* [Set task]: Leave out any pictures and transcribe all other data below exactly.

-- start of Given data --

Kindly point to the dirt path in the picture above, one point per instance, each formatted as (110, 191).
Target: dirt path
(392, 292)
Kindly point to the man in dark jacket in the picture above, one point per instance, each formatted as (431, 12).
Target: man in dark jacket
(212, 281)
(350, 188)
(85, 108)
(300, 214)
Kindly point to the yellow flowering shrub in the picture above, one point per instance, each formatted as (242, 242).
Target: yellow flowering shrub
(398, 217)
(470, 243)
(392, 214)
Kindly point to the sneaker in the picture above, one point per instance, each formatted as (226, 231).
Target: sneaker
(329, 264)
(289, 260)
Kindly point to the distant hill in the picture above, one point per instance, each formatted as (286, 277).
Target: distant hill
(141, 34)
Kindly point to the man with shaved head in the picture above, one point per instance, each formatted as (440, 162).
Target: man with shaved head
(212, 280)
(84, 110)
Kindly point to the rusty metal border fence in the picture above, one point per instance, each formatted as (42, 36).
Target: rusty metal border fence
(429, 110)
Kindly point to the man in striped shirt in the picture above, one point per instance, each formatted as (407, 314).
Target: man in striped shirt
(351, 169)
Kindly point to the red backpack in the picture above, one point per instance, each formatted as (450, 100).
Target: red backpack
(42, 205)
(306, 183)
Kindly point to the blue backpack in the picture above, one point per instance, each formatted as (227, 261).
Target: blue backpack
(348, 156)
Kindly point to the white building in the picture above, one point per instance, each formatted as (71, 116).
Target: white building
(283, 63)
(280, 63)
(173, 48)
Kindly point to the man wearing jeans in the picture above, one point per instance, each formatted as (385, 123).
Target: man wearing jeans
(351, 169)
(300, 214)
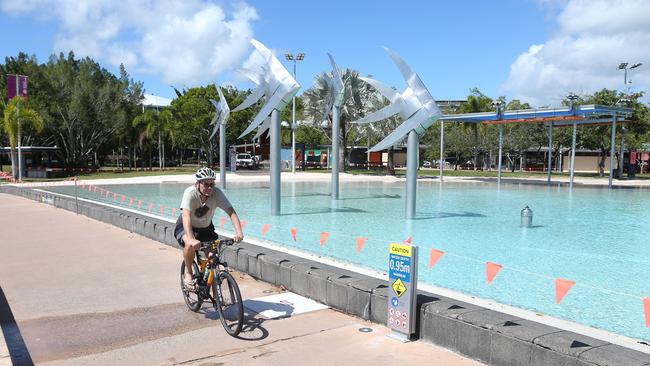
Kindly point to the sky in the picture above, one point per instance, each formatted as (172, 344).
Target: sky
(533, 50)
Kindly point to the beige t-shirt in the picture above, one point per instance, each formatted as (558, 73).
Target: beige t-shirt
(202, 214)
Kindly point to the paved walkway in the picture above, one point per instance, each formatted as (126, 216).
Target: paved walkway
(76, 291)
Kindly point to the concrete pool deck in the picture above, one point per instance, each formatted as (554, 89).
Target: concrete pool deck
(77, 291)
(457, 318)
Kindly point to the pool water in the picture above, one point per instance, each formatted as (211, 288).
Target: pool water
(596, 237)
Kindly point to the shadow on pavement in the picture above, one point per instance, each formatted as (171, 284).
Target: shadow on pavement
(15, 343)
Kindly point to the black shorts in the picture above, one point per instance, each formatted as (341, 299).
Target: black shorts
(205, 234)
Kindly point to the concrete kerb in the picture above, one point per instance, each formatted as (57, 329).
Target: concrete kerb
(489, 336)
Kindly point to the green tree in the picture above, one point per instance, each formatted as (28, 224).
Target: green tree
(358, 101)
(477, 102)
(18, 119)
(155, 124)
(192, 114)
(599, 137)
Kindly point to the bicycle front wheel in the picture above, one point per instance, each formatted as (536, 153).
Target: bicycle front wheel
(228, 302)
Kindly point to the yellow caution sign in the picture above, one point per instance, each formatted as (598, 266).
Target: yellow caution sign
(400, 249)
(399, 288)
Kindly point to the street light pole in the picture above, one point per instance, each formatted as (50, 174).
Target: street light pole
(299, 57)
(624, 66)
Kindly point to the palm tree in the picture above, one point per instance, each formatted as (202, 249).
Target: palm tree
(355, 105)
(154, 122)
(18, 115)
(476, 102)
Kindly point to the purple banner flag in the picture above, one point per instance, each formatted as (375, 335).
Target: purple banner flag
(16, 85)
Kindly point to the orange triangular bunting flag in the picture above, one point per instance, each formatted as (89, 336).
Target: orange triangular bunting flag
(294, 232)
(646, 307)
(562, 286)
(361, 241)
(434, 257)
(323, 237)
(492, 269)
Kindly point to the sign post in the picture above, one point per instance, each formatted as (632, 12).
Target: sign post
(233, 159)
(17, 87)
(402, 281)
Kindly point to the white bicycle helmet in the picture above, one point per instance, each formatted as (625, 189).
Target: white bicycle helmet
(205, 173)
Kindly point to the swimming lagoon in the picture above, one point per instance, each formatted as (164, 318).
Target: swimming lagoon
(595, 237)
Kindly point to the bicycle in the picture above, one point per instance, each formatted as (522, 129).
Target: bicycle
(213, 274)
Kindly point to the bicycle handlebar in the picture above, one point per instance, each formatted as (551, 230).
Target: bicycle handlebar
(216, 243)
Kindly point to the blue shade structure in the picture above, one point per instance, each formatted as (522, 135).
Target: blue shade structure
(278, 86)
(220, 118)
(418, 111)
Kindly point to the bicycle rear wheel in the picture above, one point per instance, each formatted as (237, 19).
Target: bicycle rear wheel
(192, 298)
(228, 303)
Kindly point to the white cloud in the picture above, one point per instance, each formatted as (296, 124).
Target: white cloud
(592, 39)
(189, 42)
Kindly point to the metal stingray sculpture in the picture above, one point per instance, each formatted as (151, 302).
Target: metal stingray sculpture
(418, 111)
(415, 105)
(258, 79)
(336, 89)
(278, 87)
(275, 82)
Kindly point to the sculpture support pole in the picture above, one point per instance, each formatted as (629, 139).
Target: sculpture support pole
(222, 156)
(612, 151)
(411, 173)
(550, 151)
(442, 148)
(500, 152)
(573, 154)
(334, 158)
(275, 163)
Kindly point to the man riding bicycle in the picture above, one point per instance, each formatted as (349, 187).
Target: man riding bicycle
(194, 225)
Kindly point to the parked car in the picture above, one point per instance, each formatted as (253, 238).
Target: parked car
(313, 161)
(245, 160)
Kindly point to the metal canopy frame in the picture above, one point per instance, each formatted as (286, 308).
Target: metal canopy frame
(583, 115)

-- end of Given data --

* [Task solution]:
Kindly point to the dirt path in the picture above, one point per instance, each formatted as (110, 191).
Target: dirt path
(392, 292)
Kindly point to the man in dark jacket in the picture above, one point per instance, each formatted as (431, 12).
Target: man in dark jacket
(212, 281)
(350, 188)
(85, 108)
(300, 214)
Kindly point to the yellow flowering shrub in the picture above, one point per instance, each formatted as (242, 242).
Target: yellow flowering shrub
(398, 217)
(470, 243)
(392, 214)
Kindly point to the sneaker in the picture above, one point per instance, each formatted as (226, 231).
Target: sneaker
(329, 264)
(289, 260)
Kindly point to the distant hill in the picture above, one point per instance, each formatted as (286, 277).
Target: distant hill
(141, 34)
Kindly point to the man with shaved head in the picture above, one point per instance, each formatted as (440, 162).
Target: man with shaved head
(212, 280)
(84, 110)
Kindly point to the rusty metal border fence in the picture above, one point per instance, each formatted as (42, 36).
Target: rusty metal border fence
(429, 110)
Kindly point to the man in striped shirt in the picture above, one point per instance, each formatted as (407, 314).
Target: man in striped shirt
(351, 169)
Kindly point to the red backpack in the picture above, one point per instance, each formatted as (450, 100).
Target: red backpack
(42, 205)
(306, 183)
Kindly point to the blue backpack in the picture above, one point per instance, each formatted as (227, 261).
Target: blue backpack
(348, 156)
Kindly point to the white building in the picture above, one point per instance, each formatted as (71, 116).
Target: white building
(283, 63)
(280, 63)
(173, 48)
Kindly point to the man wearing jeans in the picture above, one point per instance, each formatted as (385, 123).
Target: man wearing jeans
(351, 169)
(300, 214)
Kindly point to the sky in the picture above, one point per instance, each formatted as (172, 344).
Target: sky
(533, 50)
Kindly point to the beige t-shirt in the picture above, one point per instance, each formatted as (558, 73).
Target: beige t-shirt
(202, 214)
Kindly point to the paved walkway in the picture above, one point per instance, each formatted as (126, 216).
Target: paved walkway
(76, 291)
Kindly point to the concrete pool deck in the picture above, one point per instance, each formatted as (554, 89).
Target: concrete pool deck
(77, 291)
(457, 318)
Kindly point to the pool water in the picture above, one point per instance, each formatted as (211, 288).
Target: pool water
(596, 237)
Kindly point to the shadow on pavement in the picture above, one point per instance, each formatted as (171, 284).
Target: shadow on pavement
(15, 343)
Kindly point to the black shorts in the picture above, one point per instance, each formatted as (341, 299).
Target: black shorts
(205, 234)
Kindly point to the concrete kerb in the picture above, one point per instance, each formatted as (57, 329).
Target: concrete kerb
(489, 336)
Kindly point to the green tree in the picture above, one point per instance, each formatted as (28, 224).
Target: green tree
(358, 101)
(477, 102)
(18, 119)
(155, 124)
(192, 114)
(599, 137)
Kindly point to the bicycle front wheel in the picture above, one point per instance, each formatted as (536, 153).
Target: bicycle front wheel
(228, 302)
Kindly point to the yellow caution sign in the picture above, one point per instance, each formatted as (598, 266).
Target: yellow caution sign
(400, 249)
(399, 288)
Kindly point to the street light pole in the picture above, one point per instance, each formatted as (50, 174).
Target: street light pole
(299, 57)
(624, 66)
Kindly point to the palm tree in the picture above, one point per instance, each formatted as (202, 249).
Target: palm tree
(355, 105)
(154, 122)
(18, 115)
(476, 102)
Kindly point to the purple banner flag in the picture above, one point per instance, each formatted as (375, 335).
Target: purple banner flag
(16, 85)
Kindly point to the orange triangular bunting flag in the picture above, one point per instance, each formatted as (89, 336).
Target: orange triangular bunting flag
(294, 232)
(646, 307)
(562, 286)
(361, 241)
(434, 257)
(323, 237)
(492, 269)
Kindly point to the sign post in the picture above, one point per instance, each formatted as (632, 12).
Target: sign post
(233, 159)
(17, 87)
(402, 281)
Kindly point to the white bicycle helmet in the picture above, one point per instance, each formatted as (625, 189).
Target: white bicycle helmet
(205, 173)
Kindly point to the swimming lagoon in the picture above, one point per instance, each formatted as (164, 318).
Target: swimming lagoon
(595, 237)
Kindly point to the bicycle in the picture above, one point per instance, each formatted as (522, 129).
Target: bicycle
(213, 274)
Kindly point to the bicycle handlebar in the picture above, one point per instance, each formatted as (551, 230).
Target: bicycle handlebar
(216, 243)
Kindly point to the blue shade structure in the picture above, one point per instance, each formatted as (522, 135).
Target: blue shade structure
(278, 86)
(220, 118)
(418, 111)
Kindly point to the bicycle rear wheel in the picture above, one point per instance, each formatted as (237, 19).
Target: bicycle rear wheel
(192, 298)
(228, 303)
Kindly point to the white cloud in the picture above, one point per instance, each formatted as (296, 124).
Target: white cloud
(592, 39)
(189, 42)
Kindly point to the metal stingray sculpture in the picture above, one point per instance, each formatted as (151, 302).
Target: metal stingray sculpture
(418, 111)
(415, 105)
(258, 79)
(336, 89)
(278, 87)
(275, 82)
Kindly point to the sculpture support pole in the picture above, one point per instance, each formatted as (629, 139).
Target: sculpture support pole
(222, 156)
(612, 151)
(411, 173)
(550, 151)
(442, 148)
(500, 152)
(573, 154)
(334, 158)
(275, 163)
Kindly point to the man riding bicycle in the picture above, one point per instance, each formatted as (349, 187).
Target: man riding bicycle
(194, 225)
Kindly point to the parked car in the picture above, one point per instance, each formatted as (253, 238).
Target: parked car
(313, 161)
(245, 160)
Kindly point to the metal canopy frame in the picture above, one point per instance, each formatted as (286, 308).
Target: metal canopy frame
(583, 115)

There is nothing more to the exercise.